**** Texte fourni ****

Louise Raguet n’a pas des passions banales. La designeuse consacre ses journées à promouvoir l’urine comme engrais naturel pour les agriculteurs. Plus précisément, elle invite chacun à penser l’urine comme une ressource plutôt que comme un déchet à gérer. Avec ses collègues du programme recherche-action Ocapi, de l’École nationale des ponts et chaussées, elle a équipé la ville de Châtillon, dans les Hauts-de-Seine, d’un point de collecte urinaire. Une vingtaine de personnes volontaires apportent chaque semaine leur pipi afin qu’il soit utilisé comme fertilisant par une ferme partenaire. En un an, la collecte d’une seule personne peut fertiliser 500 m² de champ, estime Ocapi.
Après, le succès de la collecte mise en place à Châtillon, quels sont vos projets ?
C’est une filière de démonstration. On montre que c’est possible ! Et maintenant, on peut accompagner de nouveaux projets, on est dans la phase d’essaimage. Cette fois-ci, ce sont à des collectifs d’habitants de s’organiser, et moi je suis là en appui. J’ai documenté en détails tout ce qu’on a fait dans un rapport de 80 pages. Chaque étape est notée dans des fiches pratiques synthétiques, avec les plans de tout ce qu’on a fabriqué.

**** Liste des données ****

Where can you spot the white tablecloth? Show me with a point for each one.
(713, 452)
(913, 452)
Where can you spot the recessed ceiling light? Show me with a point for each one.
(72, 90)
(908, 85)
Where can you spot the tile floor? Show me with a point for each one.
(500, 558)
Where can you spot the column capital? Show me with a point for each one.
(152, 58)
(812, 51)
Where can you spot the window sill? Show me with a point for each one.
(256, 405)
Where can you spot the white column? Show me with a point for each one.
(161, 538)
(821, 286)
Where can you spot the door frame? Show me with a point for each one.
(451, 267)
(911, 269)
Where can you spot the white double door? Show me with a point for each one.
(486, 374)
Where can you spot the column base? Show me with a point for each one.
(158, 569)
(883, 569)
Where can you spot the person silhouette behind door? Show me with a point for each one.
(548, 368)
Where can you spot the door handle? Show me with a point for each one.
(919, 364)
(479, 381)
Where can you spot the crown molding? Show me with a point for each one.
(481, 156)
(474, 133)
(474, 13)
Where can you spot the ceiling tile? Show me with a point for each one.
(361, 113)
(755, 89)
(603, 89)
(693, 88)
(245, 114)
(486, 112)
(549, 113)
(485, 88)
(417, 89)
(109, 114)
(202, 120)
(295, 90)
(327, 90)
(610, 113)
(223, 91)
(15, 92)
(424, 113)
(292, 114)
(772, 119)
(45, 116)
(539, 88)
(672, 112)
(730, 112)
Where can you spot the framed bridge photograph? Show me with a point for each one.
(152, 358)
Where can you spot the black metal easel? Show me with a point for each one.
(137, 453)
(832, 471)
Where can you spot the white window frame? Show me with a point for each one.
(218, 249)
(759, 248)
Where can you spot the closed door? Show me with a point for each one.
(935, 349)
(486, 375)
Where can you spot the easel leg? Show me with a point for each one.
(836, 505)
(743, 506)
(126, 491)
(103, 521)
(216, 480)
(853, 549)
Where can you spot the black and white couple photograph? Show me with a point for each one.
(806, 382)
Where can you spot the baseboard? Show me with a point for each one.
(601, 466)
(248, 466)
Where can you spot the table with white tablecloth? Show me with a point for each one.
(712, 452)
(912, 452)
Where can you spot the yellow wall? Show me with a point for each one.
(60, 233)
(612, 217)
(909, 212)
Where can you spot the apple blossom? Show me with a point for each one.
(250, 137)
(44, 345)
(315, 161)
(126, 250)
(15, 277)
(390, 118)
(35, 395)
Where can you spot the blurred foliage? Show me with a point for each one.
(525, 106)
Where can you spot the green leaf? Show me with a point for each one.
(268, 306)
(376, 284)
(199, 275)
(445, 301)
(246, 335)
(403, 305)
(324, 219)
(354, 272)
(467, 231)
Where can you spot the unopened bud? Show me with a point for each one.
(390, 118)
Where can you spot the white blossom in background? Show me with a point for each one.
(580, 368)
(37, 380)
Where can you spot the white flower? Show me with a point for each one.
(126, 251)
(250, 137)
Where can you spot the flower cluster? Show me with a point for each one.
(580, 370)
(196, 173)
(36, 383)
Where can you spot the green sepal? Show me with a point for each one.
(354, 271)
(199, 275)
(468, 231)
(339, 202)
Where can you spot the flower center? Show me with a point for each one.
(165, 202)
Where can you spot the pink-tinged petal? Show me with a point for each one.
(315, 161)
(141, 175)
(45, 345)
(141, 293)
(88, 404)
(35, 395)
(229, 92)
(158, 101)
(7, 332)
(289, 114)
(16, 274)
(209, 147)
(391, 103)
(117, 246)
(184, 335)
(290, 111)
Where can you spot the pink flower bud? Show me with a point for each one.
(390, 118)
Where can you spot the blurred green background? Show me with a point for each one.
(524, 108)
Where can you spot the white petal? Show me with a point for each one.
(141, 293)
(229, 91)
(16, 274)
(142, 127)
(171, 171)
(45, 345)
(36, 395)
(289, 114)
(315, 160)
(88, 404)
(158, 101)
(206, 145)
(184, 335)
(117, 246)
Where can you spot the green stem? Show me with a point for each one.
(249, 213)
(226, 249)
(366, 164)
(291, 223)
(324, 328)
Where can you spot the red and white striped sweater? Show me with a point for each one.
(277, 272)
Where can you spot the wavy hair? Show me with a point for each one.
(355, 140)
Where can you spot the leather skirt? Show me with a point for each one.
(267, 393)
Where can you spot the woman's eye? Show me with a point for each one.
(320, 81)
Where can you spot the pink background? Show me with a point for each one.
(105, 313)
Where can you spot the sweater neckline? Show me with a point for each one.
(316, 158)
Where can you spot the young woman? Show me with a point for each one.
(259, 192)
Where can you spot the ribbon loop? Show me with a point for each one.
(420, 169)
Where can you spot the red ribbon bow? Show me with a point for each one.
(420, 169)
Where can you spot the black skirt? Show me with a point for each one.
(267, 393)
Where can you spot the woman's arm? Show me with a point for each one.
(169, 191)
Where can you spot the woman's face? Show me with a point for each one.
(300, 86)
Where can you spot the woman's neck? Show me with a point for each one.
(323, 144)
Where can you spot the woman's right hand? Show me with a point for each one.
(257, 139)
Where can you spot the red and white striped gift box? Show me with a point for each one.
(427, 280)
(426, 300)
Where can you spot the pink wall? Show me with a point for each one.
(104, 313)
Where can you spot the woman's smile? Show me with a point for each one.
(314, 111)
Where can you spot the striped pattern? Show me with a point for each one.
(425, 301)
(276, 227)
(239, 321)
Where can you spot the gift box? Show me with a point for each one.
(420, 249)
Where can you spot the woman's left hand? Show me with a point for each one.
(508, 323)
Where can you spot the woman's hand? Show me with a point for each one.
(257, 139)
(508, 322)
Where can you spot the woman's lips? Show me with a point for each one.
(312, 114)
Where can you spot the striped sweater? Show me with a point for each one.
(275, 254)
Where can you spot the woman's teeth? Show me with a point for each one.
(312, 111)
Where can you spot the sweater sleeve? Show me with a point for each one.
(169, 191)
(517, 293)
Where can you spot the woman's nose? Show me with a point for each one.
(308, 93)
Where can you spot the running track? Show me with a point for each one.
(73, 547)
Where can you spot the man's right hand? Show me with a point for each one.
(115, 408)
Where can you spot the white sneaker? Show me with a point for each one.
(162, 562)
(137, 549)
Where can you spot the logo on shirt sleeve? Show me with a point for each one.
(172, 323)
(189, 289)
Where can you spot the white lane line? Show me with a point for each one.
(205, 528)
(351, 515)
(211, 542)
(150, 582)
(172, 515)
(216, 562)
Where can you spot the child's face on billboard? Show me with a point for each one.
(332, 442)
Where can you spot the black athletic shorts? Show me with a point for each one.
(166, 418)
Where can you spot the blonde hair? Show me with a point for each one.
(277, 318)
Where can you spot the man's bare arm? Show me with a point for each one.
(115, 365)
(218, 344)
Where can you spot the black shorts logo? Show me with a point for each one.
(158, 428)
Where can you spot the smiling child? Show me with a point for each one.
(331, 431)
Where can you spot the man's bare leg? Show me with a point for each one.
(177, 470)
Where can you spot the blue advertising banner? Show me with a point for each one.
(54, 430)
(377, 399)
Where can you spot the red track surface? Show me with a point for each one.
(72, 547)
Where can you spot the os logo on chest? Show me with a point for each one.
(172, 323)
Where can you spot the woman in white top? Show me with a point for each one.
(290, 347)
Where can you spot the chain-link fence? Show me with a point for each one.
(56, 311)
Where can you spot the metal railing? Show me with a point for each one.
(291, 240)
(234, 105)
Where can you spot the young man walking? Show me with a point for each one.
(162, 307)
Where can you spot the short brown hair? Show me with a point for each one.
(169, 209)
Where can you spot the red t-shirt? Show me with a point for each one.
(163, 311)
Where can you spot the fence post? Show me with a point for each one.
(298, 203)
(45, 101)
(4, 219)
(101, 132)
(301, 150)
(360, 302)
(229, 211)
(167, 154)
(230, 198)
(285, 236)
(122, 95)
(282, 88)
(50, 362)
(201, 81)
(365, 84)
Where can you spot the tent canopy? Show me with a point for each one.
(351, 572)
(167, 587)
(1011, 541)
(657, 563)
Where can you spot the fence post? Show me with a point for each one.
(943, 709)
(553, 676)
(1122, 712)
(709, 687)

****

== Consignes d'exercice ==
a: Réécrivez le passage du texte sur la collecte d'urine qui commence par « Après, le succès » et se poursuit jusqu'à « qu’on a fabriqué. », en substituant « filière pilote » à « filière de démonstration ».
b: Condensez sous forme de liste le paragraphe du texte sur la collecte d'urine qui débute par « Louise Raguet n’a pas des passions banales », en conservant ses faits principaux.

== Corrigés dans l'ordre ==
a:
Après, le succès de la collecte mise en place à Châtillon, quels sont vos projets ?
C’est une filière pilote. On montre que c’est possible ! Et maintenant, on peut accompagner de nouveaux projets, on est dans la phase d’essaimage. Cette fois-ci, ce sont à des collectifs d’habitants de s’organiser, et moi je suis là en appui. J’ai documenté en détails tout ce qu’on a fait dans un rapport de 80 pages. Chaque étape est notée dans des fiches pratiques synthétiques, avec les plans de tout ce qu’on a fabriqué.

b:
- Louise Raguet, designeuse, promeut l’urine comme engrais naturel pour les agriculteurs, en la présentant comme une ressource et non comme un déchet.
- Avec le programme recherche-action Ocapi de l’École nationale des ponts et chaussées, elle a installé un point de collecte urinaire à Châtillon (Hauts-de-Seine).
- Une vingtaine de volontaires y déposent leur urine chaque semaine ; une ferme partenaire l’utilise comme fertilisant.
- Selon Ocapi, la collecte annuelle d’une personne peut fertiliser 500 m² de champ.